→ Aufgabe 1
Benenne im Text über Johnny Cash „Matrone“ in „Gattin“ um und gib dabei den Abschnitt wieder, beginnend bei „Der Glamour der“ und endend bei „selber auf. Schlusstitel.“.

→ Seitenauszug
---*---

Der Glamour der Gitarrengreise
„Ich möchte Teil einer Seniorenbewegung sein" - Cashs Comeback war möglich, weil sich das MTV-Publikum nach authentisch schmeckendem Stoff sehnte, glaubt Karl Bruckmaier
Wer spät nachts durch die TV-Kanäle stakst, kann ihm begegnen: Johnny Cash als Mörder in der „Columbo“-Folge „Schwanengesang“. Er spielt dort einen Gospelstar, der von seiner verhassten Frau gezwungen wird, „I Saw the Light“ zu singen. Bis zur Mitte des Movies hat man genug Sympathie mit dem gequälten John aufgebaut, dass man den Mord an der Matrone nur gutheißen kann. Selbst Columbo lässt maximale Nachsicht walten: Er müsse Johnny Cash eigentlich gar nicht verhaften, sagt er, denn der hätte genug Charakter, um sich selbst der Polizei zu stellen. Die wahre Strafe erlege er sich in seinem Inneren ohnehin selber auf. Schlusstitel.

---*---

→ Bereitgestellte Angaben
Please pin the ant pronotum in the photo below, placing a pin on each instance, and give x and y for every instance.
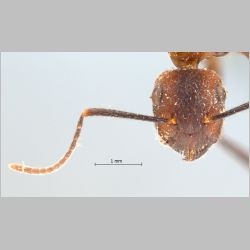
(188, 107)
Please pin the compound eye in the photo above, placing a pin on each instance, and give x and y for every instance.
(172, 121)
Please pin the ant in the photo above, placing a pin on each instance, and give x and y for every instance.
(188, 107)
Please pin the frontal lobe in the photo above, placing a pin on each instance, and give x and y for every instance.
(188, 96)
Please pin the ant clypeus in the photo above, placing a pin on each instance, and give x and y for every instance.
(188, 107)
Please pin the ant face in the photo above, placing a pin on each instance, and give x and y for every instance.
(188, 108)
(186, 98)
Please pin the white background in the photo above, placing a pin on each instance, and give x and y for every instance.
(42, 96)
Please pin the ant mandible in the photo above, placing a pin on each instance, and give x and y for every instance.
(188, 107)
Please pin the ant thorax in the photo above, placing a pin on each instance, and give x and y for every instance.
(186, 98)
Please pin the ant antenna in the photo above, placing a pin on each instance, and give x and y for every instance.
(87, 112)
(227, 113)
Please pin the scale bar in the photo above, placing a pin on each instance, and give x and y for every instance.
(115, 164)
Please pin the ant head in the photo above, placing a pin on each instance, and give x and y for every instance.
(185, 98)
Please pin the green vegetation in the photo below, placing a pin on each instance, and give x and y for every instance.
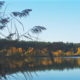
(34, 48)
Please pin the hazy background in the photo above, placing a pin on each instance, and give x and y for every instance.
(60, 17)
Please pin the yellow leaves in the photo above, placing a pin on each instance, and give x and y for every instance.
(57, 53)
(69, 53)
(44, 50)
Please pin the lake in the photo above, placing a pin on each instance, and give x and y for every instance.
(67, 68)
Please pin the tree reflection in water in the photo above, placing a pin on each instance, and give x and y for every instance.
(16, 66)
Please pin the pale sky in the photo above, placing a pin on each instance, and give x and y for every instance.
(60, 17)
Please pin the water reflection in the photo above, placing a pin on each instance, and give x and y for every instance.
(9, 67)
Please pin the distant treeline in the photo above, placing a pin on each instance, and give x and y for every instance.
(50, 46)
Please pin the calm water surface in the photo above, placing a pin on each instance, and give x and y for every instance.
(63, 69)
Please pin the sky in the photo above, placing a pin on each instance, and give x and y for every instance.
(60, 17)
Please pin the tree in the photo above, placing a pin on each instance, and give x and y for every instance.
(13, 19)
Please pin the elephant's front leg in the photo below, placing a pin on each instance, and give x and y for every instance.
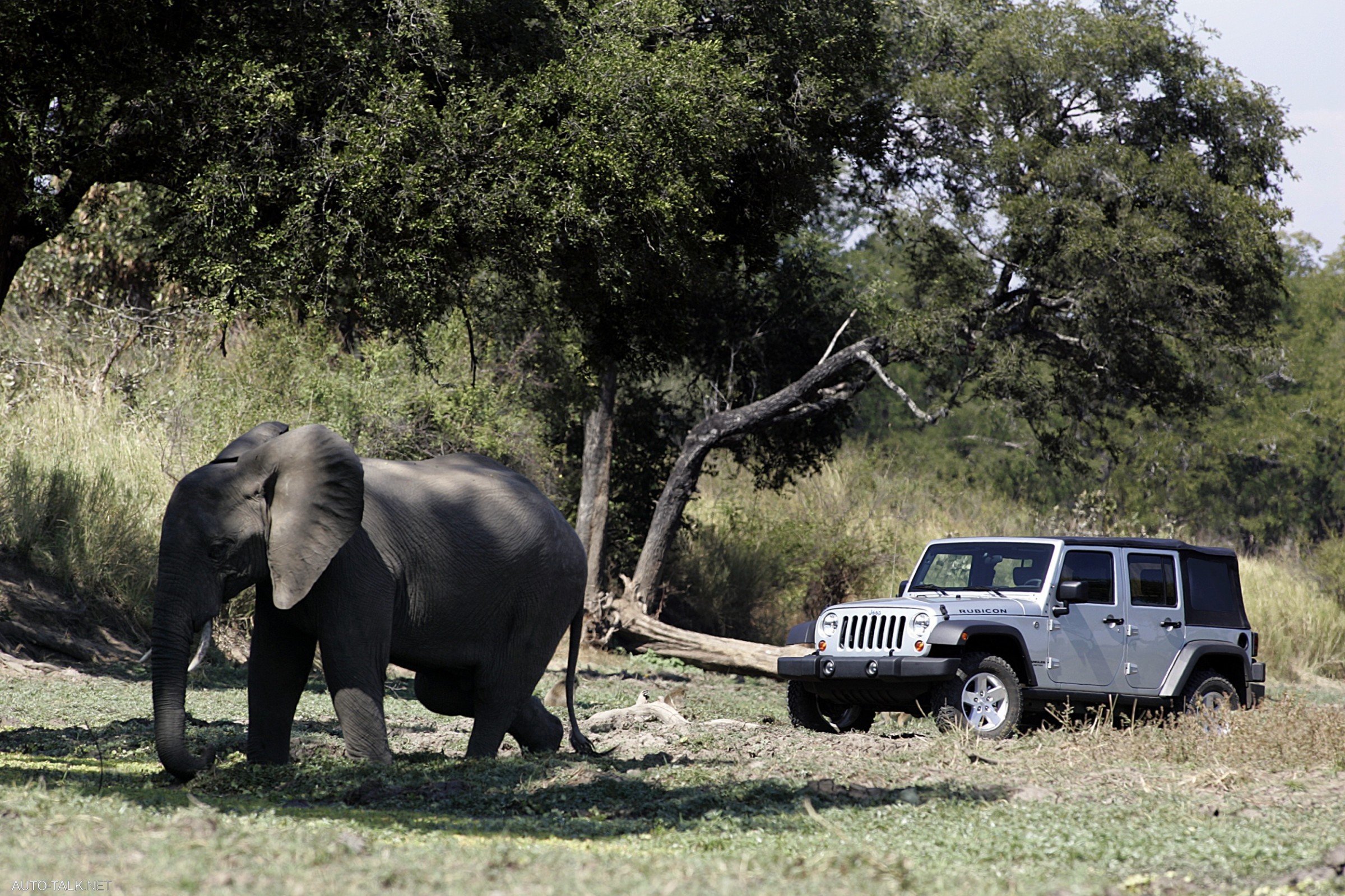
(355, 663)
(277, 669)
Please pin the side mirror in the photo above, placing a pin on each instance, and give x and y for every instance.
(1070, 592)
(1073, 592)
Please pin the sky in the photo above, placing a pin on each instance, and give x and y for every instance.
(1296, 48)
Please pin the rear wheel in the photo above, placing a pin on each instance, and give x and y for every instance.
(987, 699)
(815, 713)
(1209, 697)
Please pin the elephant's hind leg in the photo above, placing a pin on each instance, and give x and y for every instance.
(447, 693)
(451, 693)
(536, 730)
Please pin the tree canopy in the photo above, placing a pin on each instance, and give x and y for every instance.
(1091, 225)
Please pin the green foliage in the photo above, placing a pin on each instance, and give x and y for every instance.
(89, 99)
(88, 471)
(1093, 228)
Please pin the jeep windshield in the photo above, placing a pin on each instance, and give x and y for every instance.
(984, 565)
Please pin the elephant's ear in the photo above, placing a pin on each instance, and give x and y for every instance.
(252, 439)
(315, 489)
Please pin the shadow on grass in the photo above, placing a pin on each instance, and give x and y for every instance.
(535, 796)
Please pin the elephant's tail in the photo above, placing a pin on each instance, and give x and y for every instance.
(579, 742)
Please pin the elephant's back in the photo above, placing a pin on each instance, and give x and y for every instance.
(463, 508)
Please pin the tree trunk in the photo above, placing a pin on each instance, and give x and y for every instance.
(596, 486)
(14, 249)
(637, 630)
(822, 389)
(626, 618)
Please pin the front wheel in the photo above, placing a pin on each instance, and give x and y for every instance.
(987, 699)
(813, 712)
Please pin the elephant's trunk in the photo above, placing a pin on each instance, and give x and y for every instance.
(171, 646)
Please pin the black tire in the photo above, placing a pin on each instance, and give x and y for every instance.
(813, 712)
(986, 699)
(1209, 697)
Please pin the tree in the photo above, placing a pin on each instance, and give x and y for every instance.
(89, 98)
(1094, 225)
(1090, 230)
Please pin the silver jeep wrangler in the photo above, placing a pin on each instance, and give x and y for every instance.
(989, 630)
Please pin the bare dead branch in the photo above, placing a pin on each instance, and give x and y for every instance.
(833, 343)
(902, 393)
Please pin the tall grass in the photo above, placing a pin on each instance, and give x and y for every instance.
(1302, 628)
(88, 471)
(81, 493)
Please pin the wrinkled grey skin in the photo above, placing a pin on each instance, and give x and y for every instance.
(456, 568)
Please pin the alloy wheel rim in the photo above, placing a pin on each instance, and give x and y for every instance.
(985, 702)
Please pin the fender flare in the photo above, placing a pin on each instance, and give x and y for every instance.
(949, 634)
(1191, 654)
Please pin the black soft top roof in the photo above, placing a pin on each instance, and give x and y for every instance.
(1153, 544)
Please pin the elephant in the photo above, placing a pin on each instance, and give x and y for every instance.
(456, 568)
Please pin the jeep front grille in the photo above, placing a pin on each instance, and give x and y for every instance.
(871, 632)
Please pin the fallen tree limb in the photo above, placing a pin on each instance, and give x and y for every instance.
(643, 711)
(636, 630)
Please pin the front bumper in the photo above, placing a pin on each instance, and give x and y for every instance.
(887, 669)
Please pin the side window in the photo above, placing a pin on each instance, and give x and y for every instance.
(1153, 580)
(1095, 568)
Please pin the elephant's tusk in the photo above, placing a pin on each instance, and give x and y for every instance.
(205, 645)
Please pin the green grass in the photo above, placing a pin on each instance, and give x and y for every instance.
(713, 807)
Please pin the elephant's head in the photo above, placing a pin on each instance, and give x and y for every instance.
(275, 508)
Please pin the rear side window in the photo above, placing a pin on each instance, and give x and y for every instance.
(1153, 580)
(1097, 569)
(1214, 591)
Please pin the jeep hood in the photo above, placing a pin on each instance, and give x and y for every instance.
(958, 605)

---*---

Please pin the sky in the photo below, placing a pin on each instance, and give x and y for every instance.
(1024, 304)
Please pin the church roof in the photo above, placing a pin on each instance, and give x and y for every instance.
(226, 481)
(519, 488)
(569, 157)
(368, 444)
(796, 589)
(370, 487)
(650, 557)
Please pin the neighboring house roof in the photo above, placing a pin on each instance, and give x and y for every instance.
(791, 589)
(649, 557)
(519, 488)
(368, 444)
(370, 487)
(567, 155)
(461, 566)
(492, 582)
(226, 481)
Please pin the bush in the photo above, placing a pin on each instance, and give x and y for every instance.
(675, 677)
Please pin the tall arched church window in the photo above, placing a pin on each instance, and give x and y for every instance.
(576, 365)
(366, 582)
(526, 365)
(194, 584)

---*---

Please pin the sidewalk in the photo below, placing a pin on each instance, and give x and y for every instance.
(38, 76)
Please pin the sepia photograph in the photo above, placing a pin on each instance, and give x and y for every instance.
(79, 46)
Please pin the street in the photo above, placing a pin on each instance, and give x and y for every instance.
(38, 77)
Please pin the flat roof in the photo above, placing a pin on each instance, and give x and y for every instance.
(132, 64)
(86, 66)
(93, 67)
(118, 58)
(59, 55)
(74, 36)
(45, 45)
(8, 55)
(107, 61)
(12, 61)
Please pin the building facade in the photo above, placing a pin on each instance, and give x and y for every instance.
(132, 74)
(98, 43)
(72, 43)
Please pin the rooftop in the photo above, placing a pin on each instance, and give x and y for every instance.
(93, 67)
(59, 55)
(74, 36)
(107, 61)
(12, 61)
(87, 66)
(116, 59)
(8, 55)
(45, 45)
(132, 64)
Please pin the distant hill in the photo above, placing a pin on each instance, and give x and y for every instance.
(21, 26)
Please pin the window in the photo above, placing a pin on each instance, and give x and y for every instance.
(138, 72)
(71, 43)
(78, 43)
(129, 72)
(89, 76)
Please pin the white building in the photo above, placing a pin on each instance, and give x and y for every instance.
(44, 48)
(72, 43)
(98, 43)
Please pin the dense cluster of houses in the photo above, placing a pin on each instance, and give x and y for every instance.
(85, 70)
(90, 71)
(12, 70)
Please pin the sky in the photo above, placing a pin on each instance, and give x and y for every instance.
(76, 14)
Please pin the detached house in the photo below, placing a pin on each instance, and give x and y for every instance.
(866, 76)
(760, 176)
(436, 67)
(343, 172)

---*---

→ Aufgabe 2
Ordne die Zeilen der Datensätze als nummerierte Liste ohne Leerzeilen an, beginnend mit der Zeile, die „Please pin the bare“ enthält, und endend mit der Zeile, die „(1153, 544)“ enthält, beide eingeschlossen. Gib nur diese Zeilen aus.

→ Vollständige Antwort 1
Der Glamour der Gitarrengreise
„Ich möchte Teil einer Seniorenbewegung sein" - Cashs Comeback war möglich, weil sich das MTV-Publikum nach authentisch schmeckendem Stoff sehnte, glaubt Karl Bruckmaier
Wer spät nachts durch die TV-Kanäle stakst, kann ihm begegnen: Johnny Cash als Mörder in der „Columbo“-Folge „Schwanengesang“. Er spielt dort einen Gospelstar, der von seiner verhassten Frau gezwungen wird, „I Saw the Light“ zu singen. Bis zur Mitte des Movies hat man genug Sympathie mit dem gequälten John aufgebaut, dass man den Mord an der Gattin nur gutheißen kann. Selbst Columbo lässt maximale Nachsicht walten: Er müsse Johnny Cash eigentlich gar nicht verhaften, sagt er, denn der hätte genug Charakter, um sich selbst der Polizei zu stellen. Die wahre Strafe erlege er sich in seinem Inneren ohnehin selber auf. Schlusstitel.

→ Vollständige Antwort 2
1. Please pin the bare dead branch in the photo above, placing a pin on each instance, and give x and y for every instance.
2. (833, 343)
3. (902, 393)
4. Please pin the tall grass in the photo above, placing a pin on each instance, and give x and y for every instance.
5. (1302, 628)
6. (88, 471)
7. (81, 493)
8. Please pin the wrinkled grey skin in the photo above, placing a pin on each instance, and give x and y for every instance.
9. (456, 568)
10. Please pin the alloy wheel rim in the photo above, placing a pin on each instance, and give x and y for every instance.
11. (985, 702)
12. Please pin the fender flare in the photo above, placing a pin on each instance, and give x and y for every instance.
13. (949, 634)
14. (1191, 654)
15. Please pin the black soft top roof in the photo above, placing a pin on each instance, and give x and y for every instance.
16. (1153, 544)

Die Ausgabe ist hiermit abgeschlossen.